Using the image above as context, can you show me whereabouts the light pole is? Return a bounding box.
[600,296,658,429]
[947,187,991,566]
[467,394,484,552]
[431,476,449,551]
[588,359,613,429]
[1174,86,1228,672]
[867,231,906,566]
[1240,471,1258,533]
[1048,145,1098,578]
--
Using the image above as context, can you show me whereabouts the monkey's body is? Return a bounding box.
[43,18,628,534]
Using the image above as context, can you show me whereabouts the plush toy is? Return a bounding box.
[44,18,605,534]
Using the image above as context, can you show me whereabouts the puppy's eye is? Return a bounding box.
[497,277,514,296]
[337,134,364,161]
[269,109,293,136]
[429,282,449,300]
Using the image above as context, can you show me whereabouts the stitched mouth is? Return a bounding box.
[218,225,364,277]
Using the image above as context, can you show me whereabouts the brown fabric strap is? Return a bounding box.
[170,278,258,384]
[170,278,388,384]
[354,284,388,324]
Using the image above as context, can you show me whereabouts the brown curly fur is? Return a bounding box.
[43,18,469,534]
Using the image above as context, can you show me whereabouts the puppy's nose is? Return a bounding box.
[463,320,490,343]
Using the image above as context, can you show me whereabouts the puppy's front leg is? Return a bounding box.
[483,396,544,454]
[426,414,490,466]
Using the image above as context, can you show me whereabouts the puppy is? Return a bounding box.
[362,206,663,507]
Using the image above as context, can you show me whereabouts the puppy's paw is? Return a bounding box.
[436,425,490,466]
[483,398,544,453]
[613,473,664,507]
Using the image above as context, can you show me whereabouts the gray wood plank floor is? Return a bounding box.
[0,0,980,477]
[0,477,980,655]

WHAT TO PRODUCE:
Reproduce word for word the stretch of entries from the line containing "mouth is? Return a bounding box." through the line containing "[0,477,980,655]", including both of those lines.

SOLUTION FOR THIS PROBLEM:
Using the image above as context, can you show me whereabouts the stitched mouth is? Return a bounding box.
[218,225,364,277]
Using the image above as context, can you show me whereabouts the brown fabric strap is? Return a bounding box.
[170,278,258,384]
[170,278,388,384]
[354,284,388,324]
Using the image above as context, can you show me whereabouts the brown curly fur is? Return a bounding box.
[43,18,469,534]
Using the image above as context, can you show me whereabouts the puppy's nose is? Return a bounding box.
[463,320,490,343]
Using the image above as context, can you show me whereabouts the puppy's front leg is? Return a bounding box.
[483,396,544,454]
[426,414,490,466]
Using the image above as context, can you show me whereabouts the puppy is? Return a bounding box.
[362,206,663,507]
Using the image above as context, can you show me whereabouts the puppy's paw is? Return a bounding box.
[436,425,490,466]
[483,398,544,453]
[613,473,664,507]
Using the image above as context, can you show me whereabouts the gray wood plank floor is? Return a bounding box.
[0,0,980,477]
[0,477,980,655]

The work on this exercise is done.